■ **Quoted passage**:
[Start of Attachment]

Обсуждение: BUG #18771: ICU custom collations with rules ignore collator strength option.
BUG #18771: ICU custom collations with rules ignore collator strength option.
От
PG Bug reporting form
Дата:
The following bug has been logged on the website: Bug reference: 18771 Logged by: Ruben Ruiz Email address: ruben.ruizcuadrado@gmail.com PostgreSQL version: 17.2 Operating system: Debian Linux 12.2 Description: When using the 'rules' option of CREATE COLLATION to create a custom icu collation it seems that, if you include inside the rules a change to the comparison strength, it is ignored. You can reproduce this by creating two collations that should behave the same, regarding accents and case, but one has the strength option as part of the locale (ks-level) and the other has it inside the rules: -- Create two custom collations that should be case and accent insensitive postgres=# CREATE COLLATION custom_ci_ai (provider=icu, locale='und-u-ks-level1', deterministic=false); CREATE COLLATION postgres=# CREATE COLLATION custom_ci_ai_with_rules (provider=icu, locale='und', deterministic=false, rules = '[strength 1]'); CREATE COLLATION -- Test: both comparisons should be true postgres=# SELECT 'a'='á' COLLATE custom_ci_ai as no_rules, 'a'='á' COLLATE custom_ci_ai_with_rules as with_rules; no_rules | with_rules ----------+------------ t | f (1 row) I think the problem might reside in the call to ucol_openRules inside the make_icu_collator function at pg_locale_icu.c (https://github.com/postgres/postgres/blob/master/src/backend/utils/adt/pg_locale_icu.c#L367). Apparently if you pass UCOL_DEFAULT_STRENGTH to the 'stregth' parameter, the resulting collator will use the default strength (which in my case was equivalent to level3), even if you specify a different value inside the rules. But if you pass UCOL_DEFAULT, it will use the strength option within the rules and, if not specified, will fall back to the default strength. I tested changing the parameter value to UCOL_DEFAULT, and it seems to work as expected.
Re: BUG #18771: ICU custom collations with rules ignore collator strength option.

[End of Attachment]

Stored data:
[Start of Attachment]

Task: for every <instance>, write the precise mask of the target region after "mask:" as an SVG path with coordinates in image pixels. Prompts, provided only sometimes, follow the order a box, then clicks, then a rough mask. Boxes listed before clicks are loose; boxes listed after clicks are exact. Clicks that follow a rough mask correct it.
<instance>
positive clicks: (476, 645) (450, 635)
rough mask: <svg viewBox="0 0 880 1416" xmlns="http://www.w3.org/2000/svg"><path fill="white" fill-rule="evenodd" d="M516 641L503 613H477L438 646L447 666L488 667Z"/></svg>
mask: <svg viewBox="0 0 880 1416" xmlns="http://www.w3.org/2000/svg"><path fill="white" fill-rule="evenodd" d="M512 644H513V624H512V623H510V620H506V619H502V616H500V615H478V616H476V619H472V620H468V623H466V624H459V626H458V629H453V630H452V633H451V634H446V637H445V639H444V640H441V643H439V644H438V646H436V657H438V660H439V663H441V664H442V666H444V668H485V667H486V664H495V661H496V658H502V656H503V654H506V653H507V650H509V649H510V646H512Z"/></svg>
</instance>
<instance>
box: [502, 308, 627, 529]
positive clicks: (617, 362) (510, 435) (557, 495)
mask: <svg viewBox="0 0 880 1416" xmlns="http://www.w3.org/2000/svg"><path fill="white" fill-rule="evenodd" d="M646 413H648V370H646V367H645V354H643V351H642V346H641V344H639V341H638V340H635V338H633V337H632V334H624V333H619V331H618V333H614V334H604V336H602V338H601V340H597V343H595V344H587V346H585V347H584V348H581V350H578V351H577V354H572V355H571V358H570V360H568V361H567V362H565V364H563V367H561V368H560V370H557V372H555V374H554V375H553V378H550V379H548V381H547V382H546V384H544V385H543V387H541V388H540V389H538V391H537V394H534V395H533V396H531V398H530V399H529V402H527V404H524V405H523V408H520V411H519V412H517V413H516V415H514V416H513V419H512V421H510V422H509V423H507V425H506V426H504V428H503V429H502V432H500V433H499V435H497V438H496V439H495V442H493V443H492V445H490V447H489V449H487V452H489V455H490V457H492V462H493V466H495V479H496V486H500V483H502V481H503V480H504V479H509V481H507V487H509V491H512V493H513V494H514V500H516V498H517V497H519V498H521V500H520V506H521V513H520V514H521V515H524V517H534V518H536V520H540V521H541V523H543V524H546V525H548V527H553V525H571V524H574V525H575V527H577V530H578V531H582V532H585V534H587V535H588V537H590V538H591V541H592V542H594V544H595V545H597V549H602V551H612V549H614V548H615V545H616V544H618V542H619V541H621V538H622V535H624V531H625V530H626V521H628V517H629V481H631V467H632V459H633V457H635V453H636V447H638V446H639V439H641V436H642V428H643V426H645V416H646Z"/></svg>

[End of Attachment]

■ **Exercises to complete**:
[a] Condense the bug report paragraph that begins "The following bug has been logged on the website" into a bulleted list that keeps its main facts.
[b] In the bug report, what result does the 'a'='á' comparison return with the custom_ci_ai_with_rules collation?
The stored data items have no connection to the bug report.

■ **Solutions to each task**:
[a]
- Bug 18771, logged by Ruben Ruiz, affects PostgreSQL 17.2 on Debian Linux 12.2.
- Custom ICU collations created with the 'rules' option of CREATE COLLATION ignore a change to comparison strength placed inside the rules.
- To reproduce it, create two nondeterministic collations:
  - custom_ci_ai, with locale 'und-u-ks-level1'
  - custom_ci_ai_with_rules, with locale 'und' and rules '[strength 1]'
- Comparing 'a'='á' returns t with the first collation but f with the second, though both should be true.
- The suspected cause is the call to ucol_openRules inside make_icu_collator in pg_locale_icu.c. Passing UCOL_DEFAULT_STRENGTH makes the collator use the default strength (equivalent to level3 here) even when the rules specify another.
- Passing UCOL_DEFAULT instead uses the strength within the rules and falls back to the default strength if none is given. The reporter tested this change, and it seems to work as expected.

[b] It returns f (false).